▶ **EXERCISE DIRECTIONS**:
Pick out every line of the data below that contains the word "rubber", and copy each one.

▶ **DATA SUPPLIED**:

********************

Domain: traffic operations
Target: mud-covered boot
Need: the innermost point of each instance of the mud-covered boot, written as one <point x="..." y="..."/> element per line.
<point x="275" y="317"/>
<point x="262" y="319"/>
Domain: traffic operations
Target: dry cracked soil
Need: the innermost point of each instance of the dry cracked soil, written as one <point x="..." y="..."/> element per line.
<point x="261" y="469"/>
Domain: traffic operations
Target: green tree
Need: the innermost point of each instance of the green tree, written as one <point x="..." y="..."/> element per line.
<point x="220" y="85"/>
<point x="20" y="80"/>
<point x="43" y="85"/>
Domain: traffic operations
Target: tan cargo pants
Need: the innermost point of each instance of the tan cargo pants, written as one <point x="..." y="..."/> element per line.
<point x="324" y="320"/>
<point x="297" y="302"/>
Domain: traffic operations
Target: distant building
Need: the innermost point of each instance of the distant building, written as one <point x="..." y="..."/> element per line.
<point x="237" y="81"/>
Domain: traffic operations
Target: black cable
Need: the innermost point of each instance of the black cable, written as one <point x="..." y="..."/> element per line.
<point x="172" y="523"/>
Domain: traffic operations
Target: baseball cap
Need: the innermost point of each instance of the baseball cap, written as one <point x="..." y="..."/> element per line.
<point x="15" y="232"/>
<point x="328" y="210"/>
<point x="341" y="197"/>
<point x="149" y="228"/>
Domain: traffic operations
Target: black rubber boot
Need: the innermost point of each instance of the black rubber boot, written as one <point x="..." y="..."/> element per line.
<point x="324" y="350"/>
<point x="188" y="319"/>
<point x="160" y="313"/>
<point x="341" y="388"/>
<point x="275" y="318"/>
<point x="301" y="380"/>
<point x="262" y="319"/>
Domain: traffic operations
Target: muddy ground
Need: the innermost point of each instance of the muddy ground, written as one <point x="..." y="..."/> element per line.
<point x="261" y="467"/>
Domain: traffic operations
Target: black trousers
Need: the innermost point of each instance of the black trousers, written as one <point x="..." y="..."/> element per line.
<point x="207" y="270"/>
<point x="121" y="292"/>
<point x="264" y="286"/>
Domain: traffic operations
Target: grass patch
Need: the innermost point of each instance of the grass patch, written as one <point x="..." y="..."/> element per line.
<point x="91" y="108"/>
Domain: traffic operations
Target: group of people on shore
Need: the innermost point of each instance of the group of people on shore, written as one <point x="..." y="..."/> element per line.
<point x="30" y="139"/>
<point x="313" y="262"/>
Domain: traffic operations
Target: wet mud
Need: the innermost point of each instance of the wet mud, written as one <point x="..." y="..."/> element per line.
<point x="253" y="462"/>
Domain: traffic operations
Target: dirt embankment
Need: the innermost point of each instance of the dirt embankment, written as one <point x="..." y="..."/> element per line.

********************

▶ **COMPLETE ANSWER**:
Target: black rubber boot
Need: the innermost point of each instance of the black rubber boot, written as one <point x="..." y="..."/> element per line.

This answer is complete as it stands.